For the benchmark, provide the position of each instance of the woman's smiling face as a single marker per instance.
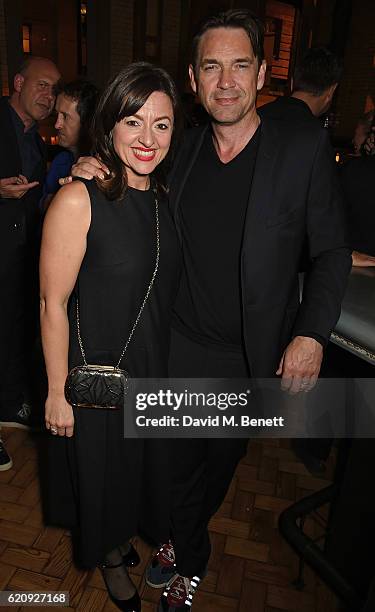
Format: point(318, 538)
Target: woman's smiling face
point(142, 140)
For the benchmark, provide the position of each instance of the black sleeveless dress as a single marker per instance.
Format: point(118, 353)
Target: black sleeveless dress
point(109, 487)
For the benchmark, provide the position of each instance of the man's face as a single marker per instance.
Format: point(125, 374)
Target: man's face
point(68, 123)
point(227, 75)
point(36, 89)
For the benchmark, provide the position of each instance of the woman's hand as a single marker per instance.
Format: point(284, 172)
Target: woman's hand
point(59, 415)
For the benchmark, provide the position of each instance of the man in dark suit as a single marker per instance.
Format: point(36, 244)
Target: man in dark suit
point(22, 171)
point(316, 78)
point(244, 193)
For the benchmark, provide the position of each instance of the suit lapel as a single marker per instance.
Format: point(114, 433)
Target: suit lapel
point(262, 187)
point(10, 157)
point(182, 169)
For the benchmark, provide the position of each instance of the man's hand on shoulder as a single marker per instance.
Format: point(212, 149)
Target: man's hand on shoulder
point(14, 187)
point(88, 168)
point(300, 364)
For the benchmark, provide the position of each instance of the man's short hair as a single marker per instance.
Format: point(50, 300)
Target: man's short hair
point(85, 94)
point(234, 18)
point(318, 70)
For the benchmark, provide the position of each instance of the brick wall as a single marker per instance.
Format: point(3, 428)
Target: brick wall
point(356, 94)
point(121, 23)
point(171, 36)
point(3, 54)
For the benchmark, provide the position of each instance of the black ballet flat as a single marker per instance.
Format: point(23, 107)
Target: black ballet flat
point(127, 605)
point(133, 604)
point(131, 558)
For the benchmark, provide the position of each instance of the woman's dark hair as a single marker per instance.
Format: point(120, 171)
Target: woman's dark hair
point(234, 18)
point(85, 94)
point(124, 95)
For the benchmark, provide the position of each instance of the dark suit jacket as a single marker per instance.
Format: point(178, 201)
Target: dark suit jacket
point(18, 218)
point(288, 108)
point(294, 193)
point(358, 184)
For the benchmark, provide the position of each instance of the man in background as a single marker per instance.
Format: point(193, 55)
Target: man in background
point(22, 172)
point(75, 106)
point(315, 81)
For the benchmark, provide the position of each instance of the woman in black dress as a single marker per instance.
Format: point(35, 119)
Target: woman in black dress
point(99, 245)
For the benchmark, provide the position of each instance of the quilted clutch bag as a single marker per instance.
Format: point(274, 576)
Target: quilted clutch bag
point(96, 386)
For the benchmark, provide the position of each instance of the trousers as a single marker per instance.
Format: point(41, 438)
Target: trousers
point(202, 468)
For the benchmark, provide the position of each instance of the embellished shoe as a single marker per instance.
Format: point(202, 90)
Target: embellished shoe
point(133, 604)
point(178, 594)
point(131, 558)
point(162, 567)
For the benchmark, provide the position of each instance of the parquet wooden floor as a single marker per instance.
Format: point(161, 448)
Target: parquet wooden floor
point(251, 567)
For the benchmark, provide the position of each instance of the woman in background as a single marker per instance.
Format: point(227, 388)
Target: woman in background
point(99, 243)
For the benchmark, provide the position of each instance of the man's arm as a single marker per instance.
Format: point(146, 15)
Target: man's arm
---
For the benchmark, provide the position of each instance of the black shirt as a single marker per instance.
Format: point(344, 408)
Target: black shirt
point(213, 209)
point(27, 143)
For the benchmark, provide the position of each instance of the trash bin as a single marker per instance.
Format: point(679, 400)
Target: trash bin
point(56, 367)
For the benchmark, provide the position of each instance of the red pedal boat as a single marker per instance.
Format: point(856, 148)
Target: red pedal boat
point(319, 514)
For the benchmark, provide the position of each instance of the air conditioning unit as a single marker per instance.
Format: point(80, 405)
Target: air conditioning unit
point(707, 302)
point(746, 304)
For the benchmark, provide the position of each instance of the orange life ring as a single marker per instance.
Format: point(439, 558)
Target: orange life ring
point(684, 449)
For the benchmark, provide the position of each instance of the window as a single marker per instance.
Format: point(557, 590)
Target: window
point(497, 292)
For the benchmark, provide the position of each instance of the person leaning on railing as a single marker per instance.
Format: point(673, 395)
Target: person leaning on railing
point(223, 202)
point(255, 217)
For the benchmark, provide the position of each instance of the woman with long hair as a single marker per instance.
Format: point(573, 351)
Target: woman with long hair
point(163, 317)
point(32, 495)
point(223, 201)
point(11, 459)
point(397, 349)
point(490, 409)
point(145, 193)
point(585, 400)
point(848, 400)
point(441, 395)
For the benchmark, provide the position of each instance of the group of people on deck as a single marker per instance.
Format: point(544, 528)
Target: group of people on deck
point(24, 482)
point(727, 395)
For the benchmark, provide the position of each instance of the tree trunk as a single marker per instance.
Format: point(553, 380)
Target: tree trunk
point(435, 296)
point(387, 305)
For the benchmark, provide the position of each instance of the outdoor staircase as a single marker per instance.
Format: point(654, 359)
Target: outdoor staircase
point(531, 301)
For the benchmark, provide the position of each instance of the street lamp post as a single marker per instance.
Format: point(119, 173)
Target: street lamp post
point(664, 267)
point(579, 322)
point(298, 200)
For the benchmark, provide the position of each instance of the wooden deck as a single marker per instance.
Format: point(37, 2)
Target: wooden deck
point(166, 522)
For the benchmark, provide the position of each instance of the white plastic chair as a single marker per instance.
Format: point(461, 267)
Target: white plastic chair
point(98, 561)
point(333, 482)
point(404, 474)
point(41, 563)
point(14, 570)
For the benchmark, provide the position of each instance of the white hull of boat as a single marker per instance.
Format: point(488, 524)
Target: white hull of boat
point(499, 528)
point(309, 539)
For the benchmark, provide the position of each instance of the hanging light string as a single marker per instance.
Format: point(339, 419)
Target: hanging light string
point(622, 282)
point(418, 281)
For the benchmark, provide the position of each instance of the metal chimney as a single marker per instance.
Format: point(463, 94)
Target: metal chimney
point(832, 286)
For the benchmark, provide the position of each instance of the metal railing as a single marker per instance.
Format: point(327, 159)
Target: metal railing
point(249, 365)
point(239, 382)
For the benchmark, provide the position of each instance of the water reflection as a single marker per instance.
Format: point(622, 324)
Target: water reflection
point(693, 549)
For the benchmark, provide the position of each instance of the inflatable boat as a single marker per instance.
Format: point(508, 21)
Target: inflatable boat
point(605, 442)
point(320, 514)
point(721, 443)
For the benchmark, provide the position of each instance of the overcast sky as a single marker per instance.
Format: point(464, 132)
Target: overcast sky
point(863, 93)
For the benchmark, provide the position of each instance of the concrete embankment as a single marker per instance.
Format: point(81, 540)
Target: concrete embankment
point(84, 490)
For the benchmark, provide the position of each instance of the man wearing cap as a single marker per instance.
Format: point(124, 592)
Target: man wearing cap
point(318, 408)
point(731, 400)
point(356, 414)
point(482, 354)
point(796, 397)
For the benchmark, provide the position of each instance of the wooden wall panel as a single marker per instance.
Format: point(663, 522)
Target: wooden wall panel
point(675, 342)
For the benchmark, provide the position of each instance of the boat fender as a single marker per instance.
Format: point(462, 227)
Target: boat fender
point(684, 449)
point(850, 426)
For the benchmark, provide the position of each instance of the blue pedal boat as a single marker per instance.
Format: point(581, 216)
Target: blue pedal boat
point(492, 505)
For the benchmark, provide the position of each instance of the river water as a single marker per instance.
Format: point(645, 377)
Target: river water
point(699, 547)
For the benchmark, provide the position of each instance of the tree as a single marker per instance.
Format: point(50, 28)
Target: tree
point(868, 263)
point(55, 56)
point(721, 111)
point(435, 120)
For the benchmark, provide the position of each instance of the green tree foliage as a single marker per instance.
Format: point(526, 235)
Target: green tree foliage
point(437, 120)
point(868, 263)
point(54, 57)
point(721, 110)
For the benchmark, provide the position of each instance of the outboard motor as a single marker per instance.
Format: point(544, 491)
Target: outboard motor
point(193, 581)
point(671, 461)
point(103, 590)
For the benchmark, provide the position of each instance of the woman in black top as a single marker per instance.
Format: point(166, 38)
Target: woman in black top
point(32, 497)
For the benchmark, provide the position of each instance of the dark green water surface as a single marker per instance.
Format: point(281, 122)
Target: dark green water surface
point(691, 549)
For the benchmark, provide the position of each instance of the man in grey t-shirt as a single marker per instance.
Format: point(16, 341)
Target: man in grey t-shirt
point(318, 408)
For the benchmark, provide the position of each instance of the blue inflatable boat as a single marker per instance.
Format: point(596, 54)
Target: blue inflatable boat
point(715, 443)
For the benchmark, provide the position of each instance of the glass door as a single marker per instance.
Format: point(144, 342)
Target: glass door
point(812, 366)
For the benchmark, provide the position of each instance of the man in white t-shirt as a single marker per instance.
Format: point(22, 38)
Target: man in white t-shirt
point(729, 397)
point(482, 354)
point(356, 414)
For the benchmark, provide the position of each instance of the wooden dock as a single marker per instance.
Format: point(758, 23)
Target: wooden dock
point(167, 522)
---
Requirement: Format the part of the listing that opens with the line containing "chair as a single marker per instance." and closes with the line containing "point(14, 570)" as a JSON list of strings. Use one string per line and leave out any blank lines.

Final answer:
[
  "For the benchmark, provide the position of each instance of the white plastic chair as a single marker per instance.",
  "Format: point(461, 267)",
  "Target: white plastic chair",
  "point(98, 561)",
  "point(333, 482)",
  "point(404, 474)",
  "point(41, 563)",
  "point(14, 570)"
]